» **TEXTAUSZUG**
# SPS mit c auslesen



## Speedy3311 (24 August 2005)

Hallo,
Meine frage ist ob schon mal jemand ein Visualisierungsprogramm mit VisualC geschrieben hat das die Daten direkt aus der SPS ausliest und man z.B auch einen gesetzten Merker für ein Makrostart nutz. Oder wie kann ich ohne grösseren aufwand Daten aus der SPS Visualisieren und nutzen????


----------



## lorenz2512 (24 August 2005)

Hallo,
schau mal hier vorbei ist auch für C, damit kannst Du kostenlos auf die S7 zugreifen für lau, http://www.sps-forum.de/phpBB2/viewtopic.php?t=4149


----------



## Gerhard Bäurle (24 August 2005)

Speedy3311 schrieb:
			
		

> Hallo,
> Meine frage ist ob schon mal jemand ein Visualisierungsprogramm mit VisualC geschrieben hat das die Daten direkt aus der SPS ausliest und man z.B auch einen gesetzten Merker für ein Makrostart nutz. Oder wie kann ich ohne grösseren aufwand Daten aus der SPS Visualisieren und nutzen????

» **DIE EINGABE**
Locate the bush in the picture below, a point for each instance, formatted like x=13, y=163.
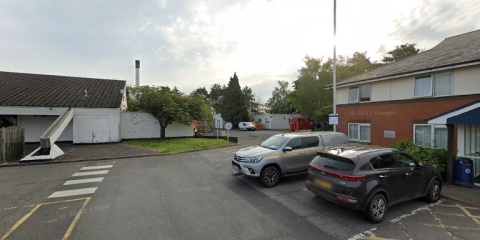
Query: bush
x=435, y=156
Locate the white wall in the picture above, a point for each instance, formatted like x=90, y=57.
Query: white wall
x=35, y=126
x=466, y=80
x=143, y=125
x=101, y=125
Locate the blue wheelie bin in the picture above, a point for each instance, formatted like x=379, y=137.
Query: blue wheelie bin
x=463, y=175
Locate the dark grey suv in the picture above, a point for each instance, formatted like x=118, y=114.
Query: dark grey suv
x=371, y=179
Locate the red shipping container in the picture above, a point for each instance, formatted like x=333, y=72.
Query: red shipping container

...

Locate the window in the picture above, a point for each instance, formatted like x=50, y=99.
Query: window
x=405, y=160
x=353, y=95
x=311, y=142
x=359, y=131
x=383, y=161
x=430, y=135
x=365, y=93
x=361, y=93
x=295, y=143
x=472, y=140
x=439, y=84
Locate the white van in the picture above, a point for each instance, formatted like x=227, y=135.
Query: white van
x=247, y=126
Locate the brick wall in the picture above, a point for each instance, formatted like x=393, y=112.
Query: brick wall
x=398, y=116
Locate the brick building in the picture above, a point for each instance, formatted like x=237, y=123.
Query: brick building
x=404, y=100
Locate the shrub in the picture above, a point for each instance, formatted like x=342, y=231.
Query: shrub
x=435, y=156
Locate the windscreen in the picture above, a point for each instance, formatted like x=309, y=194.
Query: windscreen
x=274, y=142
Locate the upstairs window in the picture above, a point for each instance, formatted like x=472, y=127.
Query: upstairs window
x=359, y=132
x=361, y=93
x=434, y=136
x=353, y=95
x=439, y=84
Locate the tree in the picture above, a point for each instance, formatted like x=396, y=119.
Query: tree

» **AUFGABENLISTE**
**A.** Gib die Zeilen der Eingabe von der Zeile mit „Locate the windscreen“ bis zur Zeile mit „Query: tree“, beide eingeschlossen, vollständig wieder und multipliziere dabei alle Koordinaten der angegebenen Punkte mit 2,35, gerundet auf ganze Zahlen mit Aufrundung bei ,5. Die Zahlen in den Formatvorgaben bleiben unverändert.
**B.** Schreib die Fortsetzung des Forumsthreads zum Auslesen einer SPS mit C, beginnend nach seinem letzten Satz.

» **ANTWORTEN**
**A.**
Locate the windscreen in the picture above, a point for each instance, formatted like x=309, y=194.
Query: windscreen
x=644, y=334
Locate the upstairs window in the picture above, a point for each instance, formatted like x=472, y=127.
Query: upstairs window
x=844, y=310
x=848, y=219
x=1020, y=320
x=830, y=223
x=1032, y=197
Locate the tree in the picture above, a point for each instance, formatted like x=396, y=119.
Query: tree

**B.**
Hallo,

für die SPS-Kommunikation benötigen Sie eine entsprechende 
Kommunikations-Bibliothek. Die Bibliotheken ermöglichen Ihnen 
das Lesen und Schreiben von S7-Daten ohne dass das S7-Programm
angepasst werden muss, der Zugriff erfolgt so wie auch mit der S7-
Programmiersoftware, die Steuerung erkennt da keinen Unterschied. 


Neben dem oben erwähnten Libnodave (open source) gibt es auch 
verschiedene kommerzielle Angebote:

Unsere Lösung: ACCON-AGLink 
http://www.deltalogic.de/software/aglink.htm 

Download (auch mit VB-Beispielen) 
http://www.deltalogic.de/download/aglink.htm 

Andere bekannte Lösungen: 
Siemens (Prodave) 
MHJ (ComDrv) 
Traeger (PC-S7-link ?) 

Mit VisualC müssten alle Bibliotheken verwendbar sein.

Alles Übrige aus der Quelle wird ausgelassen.